In the listing below, locate the lines bearing the word "accurate". Copy every one of them.

##### Given data #####

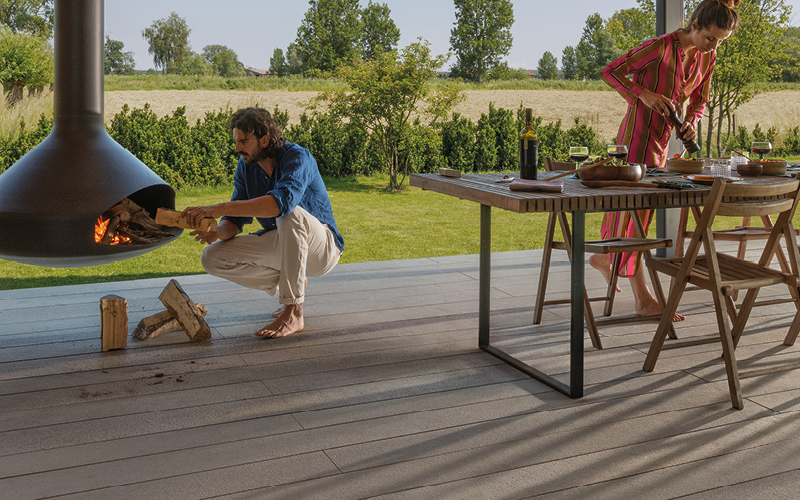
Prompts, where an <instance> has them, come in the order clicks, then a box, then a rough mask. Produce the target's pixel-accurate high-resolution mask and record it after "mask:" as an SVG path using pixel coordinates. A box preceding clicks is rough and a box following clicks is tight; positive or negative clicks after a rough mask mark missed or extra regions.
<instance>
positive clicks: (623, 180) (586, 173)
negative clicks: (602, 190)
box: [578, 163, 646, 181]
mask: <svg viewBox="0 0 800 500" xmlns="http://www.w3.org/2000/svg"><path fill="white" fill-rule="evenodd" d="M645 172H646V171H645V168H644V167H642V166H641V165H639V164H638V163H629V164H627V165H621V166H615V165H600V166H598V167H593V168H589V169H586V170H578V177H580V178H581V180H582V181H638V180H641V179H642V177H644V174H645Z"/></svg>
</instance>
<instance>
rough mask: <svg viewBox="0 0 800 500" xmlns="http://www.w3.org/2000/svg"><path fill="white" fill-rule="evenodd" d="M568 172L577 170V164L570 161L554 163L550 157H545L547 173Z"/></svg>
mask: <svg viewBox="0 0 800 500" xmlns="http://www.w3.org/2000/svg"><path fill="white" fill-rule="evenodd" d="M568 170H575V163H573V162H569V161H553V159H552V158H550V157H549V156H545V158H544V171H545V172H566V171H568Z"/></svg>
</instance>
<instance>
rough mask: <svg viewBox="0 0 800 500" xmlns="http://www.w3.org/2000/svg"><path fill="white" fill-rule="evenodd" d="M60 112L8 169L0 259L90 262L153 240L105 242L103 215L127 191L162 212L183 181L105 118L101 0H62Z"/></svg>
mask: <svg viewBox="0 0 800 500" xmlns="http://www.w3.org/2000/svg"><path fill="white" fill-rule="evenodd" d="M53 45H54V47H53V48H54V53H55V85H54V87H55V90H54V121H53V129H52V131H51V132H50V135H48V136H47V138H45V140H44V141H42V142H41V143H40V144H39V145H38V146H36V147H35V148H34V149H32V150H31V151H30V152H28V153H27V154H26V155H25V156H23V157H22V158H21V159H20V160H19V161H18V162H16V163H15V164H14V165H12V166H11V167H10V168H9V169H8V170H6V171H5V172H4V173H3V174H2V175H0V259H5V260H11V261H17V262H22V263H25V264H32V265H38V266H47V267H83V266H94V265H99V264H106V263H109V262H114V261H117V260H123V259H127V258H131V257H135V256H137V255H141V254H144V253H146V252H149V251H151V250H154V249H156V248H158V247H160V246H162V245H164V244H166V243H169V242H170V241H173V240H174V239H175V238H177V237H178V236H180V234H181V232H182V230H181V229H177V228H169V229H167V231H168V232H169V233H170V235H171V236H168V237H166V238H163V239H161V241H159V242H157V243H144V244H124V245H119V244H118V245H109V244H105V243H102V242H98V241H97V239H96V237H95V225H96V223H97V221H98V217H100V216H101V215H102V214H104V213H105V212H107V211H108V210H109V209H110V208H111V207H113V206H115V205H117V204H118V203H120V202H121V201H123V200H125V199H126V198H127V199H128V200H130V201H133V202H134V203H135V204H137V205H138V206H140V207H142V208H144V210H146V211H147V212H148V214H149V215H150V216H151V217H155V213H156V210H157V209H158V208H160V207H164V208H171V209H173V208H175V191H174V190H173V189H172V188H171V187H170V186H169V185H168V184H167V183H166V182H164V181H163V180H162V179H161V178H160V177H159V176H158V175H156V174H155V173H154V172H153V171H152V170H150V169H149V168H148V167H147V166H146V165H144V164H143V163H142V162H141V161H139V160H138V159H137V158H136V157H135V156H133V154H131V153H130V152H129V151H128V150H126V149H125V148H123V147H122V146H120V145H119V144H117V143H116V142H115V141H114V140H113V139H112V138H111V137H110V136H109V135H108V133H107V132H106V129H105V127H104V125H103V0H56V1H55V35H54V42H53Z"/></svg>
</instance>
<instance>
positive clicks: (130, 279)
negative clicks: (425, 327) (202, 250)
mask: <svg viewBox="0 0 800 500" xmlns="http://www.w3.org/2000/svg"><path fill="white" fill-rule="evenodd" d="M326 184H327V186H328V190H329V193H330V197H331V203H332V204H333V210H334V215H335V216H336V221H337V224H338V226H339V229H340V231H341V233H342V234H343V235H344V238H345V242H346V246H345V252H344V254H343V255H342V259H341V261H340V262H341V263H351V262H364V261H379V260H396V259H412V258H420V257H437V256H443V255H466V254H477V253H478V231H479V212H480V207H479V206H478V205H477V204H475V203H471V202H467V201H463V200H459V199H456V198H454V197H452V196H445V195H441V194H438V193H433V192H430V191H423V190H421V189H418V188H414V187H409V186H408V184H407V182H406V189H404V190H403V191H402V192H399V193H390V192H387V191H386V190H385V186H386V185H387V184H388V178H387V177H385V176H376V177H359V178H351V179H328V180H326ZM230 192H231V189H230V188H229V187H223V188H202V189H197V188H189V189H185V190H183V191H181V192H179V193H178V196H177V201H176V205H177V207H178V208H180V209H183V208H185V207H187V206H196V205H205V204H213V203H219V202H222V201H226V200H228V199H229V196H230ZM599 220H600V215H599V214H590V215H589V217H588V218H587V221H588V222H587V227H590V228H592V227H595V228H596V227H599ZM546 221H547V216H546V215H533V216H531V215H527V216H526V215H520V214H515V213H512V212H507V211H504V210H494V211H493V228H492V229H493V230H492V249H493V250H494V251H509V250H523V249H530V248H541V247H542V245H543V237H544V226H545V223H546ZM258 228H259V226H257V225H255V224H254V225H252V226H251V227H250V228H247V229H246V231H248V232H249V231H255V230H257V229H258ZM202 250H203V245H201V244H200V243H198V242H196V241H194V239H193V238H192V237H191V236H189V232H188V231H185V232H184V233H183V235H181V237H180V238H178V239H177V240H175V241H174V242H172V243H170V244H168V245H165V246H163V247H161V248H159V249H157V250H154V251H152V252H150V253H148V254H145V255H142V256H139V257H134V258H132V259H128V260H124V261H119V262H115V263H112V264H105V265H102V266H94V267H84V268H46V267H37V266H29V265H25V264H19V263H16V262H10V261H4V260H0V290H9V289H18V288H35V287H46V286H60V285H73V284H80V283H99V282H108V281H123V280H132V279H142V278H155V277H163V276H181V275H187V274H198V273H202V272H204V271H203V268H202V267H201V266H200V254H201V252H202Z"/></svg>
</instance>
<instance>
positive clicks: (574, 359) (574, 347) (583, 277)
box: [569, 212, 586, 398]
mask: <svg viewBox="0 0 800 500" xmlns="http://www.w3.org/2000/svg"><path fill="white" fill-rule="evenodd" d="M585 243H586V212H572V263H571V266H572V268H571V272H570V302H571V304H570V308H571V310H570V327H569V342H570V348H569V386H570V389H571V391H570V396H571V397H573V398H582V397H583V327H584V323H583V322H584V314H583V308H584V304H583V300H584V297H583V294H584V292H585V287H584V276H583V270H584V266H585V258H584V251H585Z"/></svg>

#####
##### Given data #####

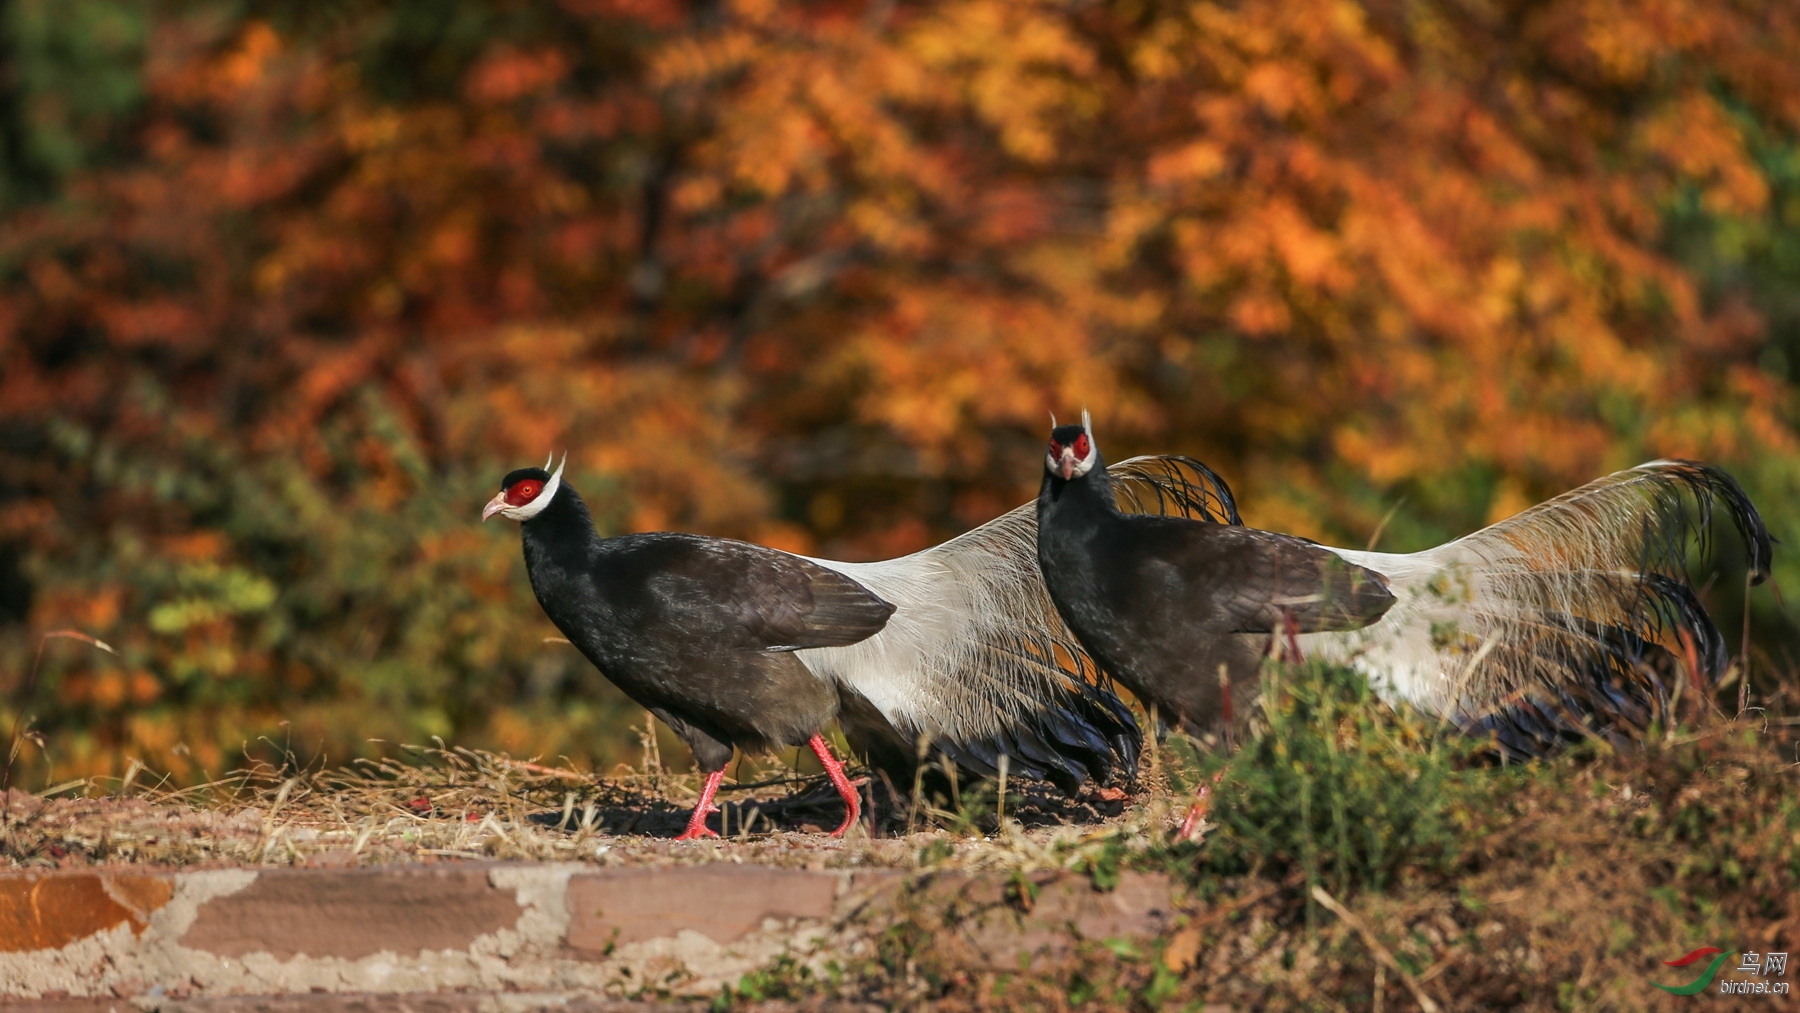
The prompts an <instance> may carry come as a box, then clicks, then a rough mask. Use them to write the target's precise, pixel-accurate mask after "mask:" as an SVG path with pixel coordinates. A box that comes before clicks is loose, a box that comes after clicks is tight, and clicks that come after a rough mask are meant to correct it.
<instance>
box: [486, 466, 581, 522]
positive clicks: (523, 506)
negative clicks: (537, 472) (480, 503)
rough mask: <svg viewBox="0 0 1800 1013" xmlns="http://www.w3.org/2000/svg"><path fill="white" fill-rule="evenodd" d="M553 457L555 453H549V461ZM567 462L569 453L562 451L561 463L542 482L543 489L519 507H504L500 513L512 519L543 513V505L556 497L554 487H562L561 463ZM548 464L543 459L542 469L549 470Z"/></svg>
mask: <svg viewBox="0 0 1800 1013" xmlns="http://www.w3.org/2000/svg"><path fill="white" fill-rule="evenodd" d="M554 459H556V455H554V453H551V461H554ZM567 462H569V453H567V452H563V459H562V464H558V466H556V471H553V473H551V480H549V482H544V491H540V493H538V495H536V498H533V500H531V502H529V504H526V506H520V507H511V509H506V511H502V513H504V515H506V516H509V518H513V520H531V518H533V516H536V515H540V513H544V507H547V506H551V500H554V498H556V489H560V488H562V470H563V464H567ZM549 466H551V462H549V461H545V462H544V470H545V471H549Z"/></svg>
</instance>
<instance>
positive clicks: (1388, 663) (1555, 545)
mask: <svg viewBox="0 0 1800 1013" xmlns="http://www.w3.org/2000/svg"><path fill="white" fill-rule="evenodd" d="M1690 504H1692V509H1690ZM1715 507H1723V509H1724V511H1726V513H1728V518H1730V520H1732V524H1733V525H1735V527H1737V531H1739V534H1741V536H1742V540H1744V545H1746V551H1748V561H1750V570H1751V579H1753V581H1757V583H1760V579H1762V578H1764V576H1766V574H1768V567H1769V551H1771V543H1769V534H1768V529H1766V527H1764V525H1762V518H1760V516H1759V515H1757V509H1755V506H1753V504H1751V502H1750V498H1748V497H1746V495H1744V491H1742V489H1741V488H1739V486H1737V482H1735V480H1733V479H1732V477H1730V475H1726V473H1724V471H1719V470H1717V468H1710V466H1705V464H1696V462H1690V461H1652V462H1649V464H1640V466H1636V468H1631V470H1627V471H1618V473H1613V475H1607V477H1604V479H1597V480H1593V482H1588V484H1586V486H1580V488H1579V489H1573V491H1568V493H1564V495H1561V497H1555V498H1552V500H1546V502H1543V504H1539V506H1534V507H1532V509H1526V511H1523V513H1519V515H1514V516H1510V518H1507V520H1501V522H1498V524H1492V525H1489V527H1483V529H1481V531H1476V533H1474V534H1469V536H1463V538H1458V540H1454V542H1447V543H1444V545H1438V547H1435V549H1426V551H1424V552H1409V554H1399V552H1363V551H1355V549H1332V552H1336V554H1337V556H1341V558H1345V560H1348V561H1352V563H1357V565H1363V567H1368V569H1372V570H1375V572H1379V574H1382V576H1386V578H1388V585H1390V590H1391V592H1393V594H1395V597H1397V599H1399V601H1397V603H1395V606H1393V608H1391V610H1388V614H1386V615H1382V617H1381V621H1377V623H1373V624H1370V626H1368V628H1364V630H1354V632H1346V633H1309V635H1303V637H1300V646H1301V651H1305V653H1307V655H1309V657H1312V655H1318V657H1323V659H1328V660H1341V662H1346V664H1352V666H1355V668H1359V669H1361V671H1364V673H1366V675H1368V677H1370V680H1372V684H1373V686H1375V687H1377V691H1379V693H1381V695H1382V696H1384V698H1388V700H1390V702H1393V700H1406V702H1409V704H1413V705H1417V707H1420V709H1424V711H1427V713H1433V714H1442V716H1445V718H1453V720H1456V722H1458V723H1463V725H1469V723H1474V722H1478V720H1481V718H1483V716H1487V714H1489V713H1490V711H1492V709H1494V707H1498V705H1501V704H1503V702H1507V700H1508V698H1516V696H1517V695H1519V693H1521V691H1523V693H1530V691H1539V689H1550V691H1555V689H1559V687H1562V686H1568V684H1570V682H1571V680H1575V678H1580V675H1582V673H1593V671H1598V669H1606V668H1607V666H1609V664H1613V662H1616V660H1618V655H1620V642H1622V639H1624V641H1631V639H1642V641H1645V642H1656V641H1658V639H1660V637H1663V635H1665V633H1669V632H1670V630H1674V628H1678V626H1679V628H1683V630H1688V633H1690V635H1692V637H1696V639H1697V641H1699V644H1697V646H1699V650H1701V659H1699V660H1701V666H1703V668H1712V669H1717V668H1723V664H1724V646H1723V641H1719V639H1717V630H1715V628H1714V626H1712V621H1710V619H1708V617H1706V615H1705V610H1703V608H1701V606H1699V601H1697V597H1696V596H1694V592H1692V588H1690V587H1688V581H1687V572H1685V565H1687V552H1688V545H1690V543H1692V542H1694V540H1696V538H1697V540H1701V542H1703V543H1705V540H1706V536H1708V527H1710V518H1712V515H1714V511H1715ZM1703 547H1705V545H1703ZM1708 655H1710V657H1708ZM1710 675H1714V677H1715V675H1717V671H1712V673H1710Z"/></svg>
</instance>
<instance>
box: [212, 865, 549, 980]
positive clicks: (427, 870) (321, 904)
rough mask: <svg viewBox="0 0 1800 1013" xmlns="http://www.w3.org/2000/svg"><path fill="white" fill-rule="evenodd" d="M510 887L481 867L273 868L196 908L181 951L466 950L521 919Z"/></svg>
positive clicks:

#####
##### Given data #####

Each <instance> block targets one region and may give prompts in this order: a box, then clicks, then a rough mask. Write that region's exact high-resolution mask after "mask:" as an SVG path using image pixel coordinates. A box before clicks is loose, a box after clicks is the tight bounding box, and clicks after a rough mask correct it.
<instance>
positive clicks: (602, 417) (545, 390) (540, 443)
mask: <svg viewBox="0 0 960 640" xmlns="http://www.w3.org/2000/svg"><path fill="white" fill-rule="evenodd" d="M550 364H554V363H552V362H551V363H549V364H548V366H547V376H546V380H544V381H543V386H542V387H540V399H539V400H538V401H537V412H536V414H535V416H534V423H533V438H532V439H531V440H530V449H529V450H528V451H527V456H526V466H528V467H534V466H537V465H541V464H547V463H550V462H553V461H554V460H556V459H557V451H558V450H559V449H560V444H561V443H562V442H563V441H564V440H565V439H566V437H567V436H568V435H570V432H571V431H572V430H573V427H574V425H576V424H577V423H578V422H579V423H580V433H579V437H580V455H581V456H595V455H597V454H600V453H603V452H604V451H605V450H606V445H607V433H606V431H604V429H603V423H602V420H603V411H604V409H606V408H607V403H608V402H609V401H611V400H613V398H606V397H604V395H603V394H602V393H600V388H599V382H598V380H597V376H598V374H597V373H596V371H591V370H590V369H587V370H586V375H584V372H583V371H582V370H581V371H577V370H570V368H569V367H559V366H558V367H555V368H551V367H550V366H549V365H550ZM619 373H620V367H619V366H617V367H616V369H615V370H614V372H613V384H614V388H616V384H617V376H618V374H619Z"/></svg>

#####

Written solution
Prompts, where an <instance> has them, come in the order clicks, then a box, then a rough mask. Produce the target's pixel-accurate high-resolution mask and record it after "mask:" as an SVG path using pixel coordinates. A box preceding clicks is rough and a box following clicks is tight; positive or negative clicks after a rough mask mark missed or extra regions.
The prompts an <instance> may carry come as a box, then clicks, then a rough mask. Use them to write the target's precise, pixel-accurate mask after "mask:" as an SVG path with pixel coordinates. A box that comes before clicks is loose, a box that comes after clicks is tight, and clicks that come after a rough mask are meant to correct it.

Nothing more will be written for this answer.